__TASKS TO COMPLETE__
1: In the brake discussion, what adjusts the free-stroke on the J7?
2: Pull out the passage of the brake discussion that runs from "yeah, juicy5 would" down to "thats my opinion.", keeping every word unchanged.

__TEXT SHOWN__
────────
Oh got it, yes. That knob on SD7 levers actually changes leverage at the lever. It does not take up slack in the cable. It is simply an adjustment to change how the lever feels. I like mine rock hard, but some like their brakes a little mushy, to make them feel more like hydros.

Glad I could help,
Tim


----------



## teoz (Oct 8, 2007)

not way that bb5s can be compared with mx4s!!! mx4s are piece of crap! bb5s are great brakes for the price and not much worse than bb7s. bb5s are better than mx3s and maybe even better than mx2s


----------



## dirtjumper202 (May 11, 2007)

well who wants to help choose a hydro brake?


----------



## wako29 (Apr 3, 2007)

no kidding, did you guys completely miss what the point of the thread was? From what I have learned, Juicy 5s and 7s are the same thing, just the 5s weigh a LITTLE more and don't have the adjustable knob on the lever. Big deal. However, the 3s aren't as nice from what I remember. I doubt you will be upset if you get J5s or 7s. Good brakes with very nice stopping power


----------



## teoz (Oct 8, 2007)

yeah, juicy5 would be the best buy of those 3 brakes you mentioned in title but take a look at shimano deore M535 brakes, I wasn't so sure how would they preform but after my friend get rear M535 i was impressed how brutally it brakes. Compared to juicy5 he had before shimanos are bit better, thats my opinion.

btw: sorry for little offtopic before


----------



## jpine93 (Aug 7, 2007)

i have juicy 5s. Good stopping power but seriously lack adjustment. The juicy 7s have the pad adjustment, so i would go with those.


----------



## dirtjumper202 (May 11, 2007)

teoz said:


> btw: sorry for little offtopic before


lol no problem, I get off topic a lot its my ADD

is there any differnce from 2006-2008 for the Juicy 5 and 7?....since online i can get a 07 juicy 7 for 130 an 2008 juicy 5 for 120


----------



## JMH (Feb 23, 2005)

I have all those brakes on different bikes. IMO, there is no good reason to buy the 7s over the 5s.

The 3s are really basic and a cheaper design. The painted black finish is merely "okay" and they don't feel quite as good as the more expensive brakes. But I have been running them on my street bike (ToP) for quite a while now and they have been excellent. Plenty of power and reliability for me. I didn't feel like the bike warranted the extra expense of the 5s, so I took a chance. Stoked.

JMH


----------



## A Grove (Nov 12, 2006)

Go for that 07 J7!! The only thing that has really changed (to the best of my knowledge) is the color.


----------



## XSL_WiLL (Nov 2, 2004)

08 lever is slimmed down considerably over the 07.

No difference between the J5 and the J7 other than color and the knob. I like the knob, let's me set the lever right where I want it, nice and easy. This knob IS NOT the reach. It also DOES NOT affect the pad position. The J5 weighs like 2g more than the J7. The J5 lacks no more adjustment than the XTR, the old XT, Hayes Mag, Hope, non-BAT Magura, etc. The reach is adjusted via allen, the free-stroke can be altered by pumping out the pistons, overfilling the system, etc. The free-stroke on the J7 is adjusted by the red knob.
────────
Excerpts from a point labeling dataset
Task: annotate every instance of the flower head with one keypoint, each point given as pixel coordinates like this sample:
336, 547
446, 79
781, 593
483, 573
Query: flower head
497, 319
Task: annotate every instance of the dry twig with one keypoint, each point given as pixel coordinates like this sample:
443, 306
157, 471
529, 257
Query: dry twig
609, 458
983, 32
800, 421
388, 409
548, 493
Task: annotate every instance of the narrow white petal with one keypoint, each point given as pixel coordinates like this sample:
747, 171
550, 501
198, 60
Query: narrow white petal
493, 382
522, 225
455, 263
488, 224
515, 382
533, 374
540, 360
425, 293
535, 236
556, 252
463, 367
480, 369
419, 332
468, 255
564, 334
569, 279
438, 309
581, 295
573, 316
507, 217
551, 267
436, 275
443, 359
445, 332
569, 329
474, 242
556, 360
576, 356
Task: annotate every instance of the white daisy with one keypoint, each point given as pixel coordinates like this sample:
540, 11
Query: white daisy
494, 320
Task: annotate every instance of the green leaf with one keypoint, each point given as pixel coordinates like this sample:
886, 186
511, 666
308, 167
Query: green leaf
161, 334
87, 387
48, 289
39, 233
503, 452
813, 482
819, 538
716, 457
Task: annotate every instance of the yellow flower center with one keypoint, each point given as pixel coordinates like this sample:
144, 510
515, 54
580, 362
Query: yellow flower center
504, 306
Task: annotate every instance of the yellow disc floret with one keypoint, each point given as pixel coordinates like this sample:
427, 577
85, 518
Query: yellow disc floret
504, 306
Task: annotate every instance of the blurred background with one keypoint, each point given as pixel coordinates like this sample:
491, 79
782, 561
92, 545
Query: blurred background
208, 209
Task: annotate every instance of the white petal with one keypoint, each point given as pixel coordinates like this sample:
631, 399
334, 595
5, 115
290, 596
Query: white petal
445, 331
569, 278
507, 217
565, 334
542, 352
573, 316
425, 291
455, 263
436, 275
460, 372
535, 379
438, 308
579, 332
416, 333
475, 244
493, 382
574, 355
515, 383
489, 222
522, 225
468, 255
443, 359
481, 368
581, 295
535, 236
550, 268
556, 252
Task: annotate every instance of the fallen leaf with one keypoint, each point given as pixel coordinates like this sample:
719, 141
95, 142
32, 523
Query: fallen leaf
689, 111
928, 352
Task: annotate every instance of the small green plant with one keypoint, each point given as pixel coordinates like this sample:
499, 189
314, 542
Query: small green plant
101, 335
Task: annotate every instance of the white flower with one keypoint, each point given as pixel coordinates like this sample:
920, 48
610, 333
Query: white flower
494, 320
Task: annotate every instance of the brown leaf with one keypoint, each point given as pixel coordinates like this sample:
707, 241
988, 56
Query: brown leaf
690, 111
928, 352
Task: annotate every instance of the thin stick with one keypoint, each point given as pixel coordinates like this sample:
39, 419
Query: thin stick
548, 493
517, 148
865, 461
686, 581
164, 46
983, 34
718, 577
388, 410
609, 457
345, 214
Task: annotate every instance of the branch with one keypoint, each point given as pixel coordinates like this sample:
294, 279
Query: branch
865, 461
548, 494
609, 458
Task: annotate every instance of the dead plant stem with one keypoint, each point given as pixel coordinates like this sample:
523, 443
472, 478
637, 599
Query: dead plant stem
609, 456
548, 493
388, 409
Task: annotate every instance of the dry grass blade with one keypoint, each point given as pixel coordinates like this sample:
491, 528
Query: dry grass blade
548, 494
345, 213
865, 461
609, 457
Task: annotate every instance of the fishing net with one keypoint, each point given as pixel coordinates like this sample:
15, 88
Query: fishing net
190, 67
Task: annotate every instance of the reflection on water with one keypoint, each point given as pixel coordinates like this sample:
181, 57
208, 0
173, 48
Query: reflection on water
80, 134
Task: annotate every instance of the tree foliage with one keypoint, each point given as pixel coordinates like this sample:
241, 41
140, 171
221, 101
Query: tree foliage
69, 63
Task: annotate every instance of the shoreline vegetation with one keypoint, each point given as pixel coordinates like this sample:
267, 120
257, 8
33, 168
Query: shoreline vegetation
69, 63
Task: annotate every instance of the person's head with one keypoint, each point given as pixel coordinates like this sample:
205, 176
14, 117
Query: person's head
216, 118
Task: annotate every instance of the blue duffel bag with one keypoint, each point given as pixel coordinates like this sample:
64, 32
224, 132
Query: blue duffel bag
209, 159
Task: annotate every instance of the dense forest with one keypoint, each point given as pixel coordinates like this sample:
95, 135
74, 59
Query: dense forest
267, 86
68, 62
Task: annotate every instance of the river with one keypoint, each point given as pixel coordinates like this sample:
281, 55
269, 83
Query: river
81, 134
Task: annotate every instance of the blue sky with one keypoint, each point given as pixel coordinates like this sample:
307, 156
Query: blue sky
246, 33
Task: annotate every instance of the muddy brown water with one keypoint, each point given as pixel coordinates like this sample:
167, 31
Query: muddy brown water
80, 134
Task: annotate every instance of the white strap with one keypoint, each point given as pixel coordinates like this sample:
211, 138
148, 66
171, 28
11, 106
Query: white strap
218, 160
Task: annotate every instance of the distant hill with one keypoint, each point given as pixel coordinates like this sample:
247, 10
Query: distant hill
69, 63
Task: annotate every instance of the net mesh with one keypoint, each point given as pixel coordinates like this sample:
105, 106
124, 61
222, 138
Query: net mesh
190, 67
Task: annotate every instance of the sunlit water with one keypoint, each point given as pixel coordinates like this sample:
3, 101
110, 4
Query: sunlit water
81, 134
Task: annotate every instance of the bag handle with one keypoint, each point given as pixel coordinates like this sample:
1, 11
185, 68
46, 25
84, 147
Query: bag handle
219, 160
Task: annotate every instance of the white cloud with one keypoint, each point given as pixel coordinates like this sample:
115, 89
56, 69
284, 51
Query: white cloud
────────
__RESPONSES TO THE EXERCISE__
1: The red knob adjusts it.

2:
yeah, juicy5 would be the best buy of those 3 brakes you mentioned in title but take a look at shimano deore M535 brakes, I wasn't so sure how would they preform but after my friend get rear M535 i was impressed how brutally it brakes. Compared to juicy5 he had before shimanos are bit better, thats my opinion.